[DATA EXTRACT]
▼

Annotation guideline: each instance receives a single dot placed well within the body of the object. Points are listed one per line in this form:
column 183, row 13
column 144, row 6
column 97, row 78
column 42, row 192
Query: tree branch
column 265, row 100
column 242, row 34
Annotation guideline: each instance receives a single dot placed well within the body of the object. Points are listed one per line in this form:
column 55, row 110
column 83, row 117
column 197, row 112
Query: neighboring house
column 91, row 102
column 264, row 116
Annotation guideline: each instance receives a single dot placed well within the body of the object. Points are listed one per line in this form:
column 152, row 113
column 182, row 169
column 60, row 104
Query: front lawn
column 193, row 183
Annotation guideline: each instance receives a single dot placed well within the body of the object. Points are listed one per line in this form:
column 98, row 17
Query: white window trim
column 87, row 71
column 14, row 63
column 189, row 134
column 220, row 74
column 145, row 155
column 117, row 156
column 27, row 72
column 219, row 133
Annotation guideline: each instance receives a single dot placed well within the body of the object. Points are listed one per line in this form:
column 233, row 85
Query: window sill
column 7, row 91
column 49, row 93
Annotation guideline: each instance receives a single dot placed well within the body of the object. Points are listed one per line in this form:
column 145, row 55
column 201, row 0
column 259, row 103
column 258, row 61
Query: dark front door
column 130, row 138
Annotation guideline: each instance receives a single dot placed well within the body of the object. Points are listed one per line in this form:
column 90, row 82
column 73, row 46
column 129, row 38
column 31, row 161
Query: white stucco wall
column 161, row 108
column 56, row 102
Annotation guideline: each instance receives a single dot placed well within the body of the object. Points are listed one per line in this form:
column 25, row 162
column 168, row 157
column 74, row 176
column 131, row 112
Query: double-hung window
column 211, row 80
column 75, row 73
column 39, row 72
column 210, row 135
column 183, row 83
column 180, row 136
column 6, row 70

▲

[THE PROBLEM] Reproduce the listing above exactly as far as the line with "column 131, row 112", that line included.

[EXERCISE OUTPUT]
Annotation guideline: each instance receives a single dot placed well within the body of the object. Points are listed one per line in this form:
column 183, row 13
column 144, row 6
column 97, row 78
column 42, row 192
Query: tree branch
column 265, row 100
column 242, row 34
Annotation guideline: each instance receives a single dot placed well within the body of the object. Points are listed one per line in this form:
column 55, row 110
column 83, row 117
column 197, row 112
Query: neighboring house
column 91, row 102
column 264, row 116
Annotation guideline: each instance receives a single dot placed well within the body of the object. Points are listed one per line in this form:
column 152, row 113
column 182, row 169
column 60, row 104
Query: front lawn
column 193, row 183
Annotation guideline: each instance receives a single dot placed well within the body of the object. Points are listed one per line in this form:
column 98, row 17
Query: white window trim
column 87, row 71
column 14, row 63
column 189, row 134
column 220, row 74
column 145, row 155
column 117, row 156
column 27, row 72
column 219, row 133
Annotation guideline: each instance receives a single dot placed well within the body of the object. Points are listed one per line in this form:
column 233, row 85
Query: window sill
column 7, row 91
column 49, row 93
Annotation guideline: each instance receives a single dot placed well within the body of the object. Points are listed one per line in this form:
column 145, row 55
column 201, row 0
column 259, row 103
column 258, row 61
Query: dark front door
column 130, row 138
Annotation guideline: each instance receives a single dot placed well within the body of the object. Points are listed one per line in this form:
column 90, row 82
column 73, row 46
column 129, row 38
column 31, row 161
Query: white stucco wall
column 161, row 108
column 56, row 102
Annotation guideline: each instance receives a single dot placed well within the body of the object. Points are listed one per line in this form:
column 25, row 162
column 168, row 157
column 74, row 176
column 131, row 112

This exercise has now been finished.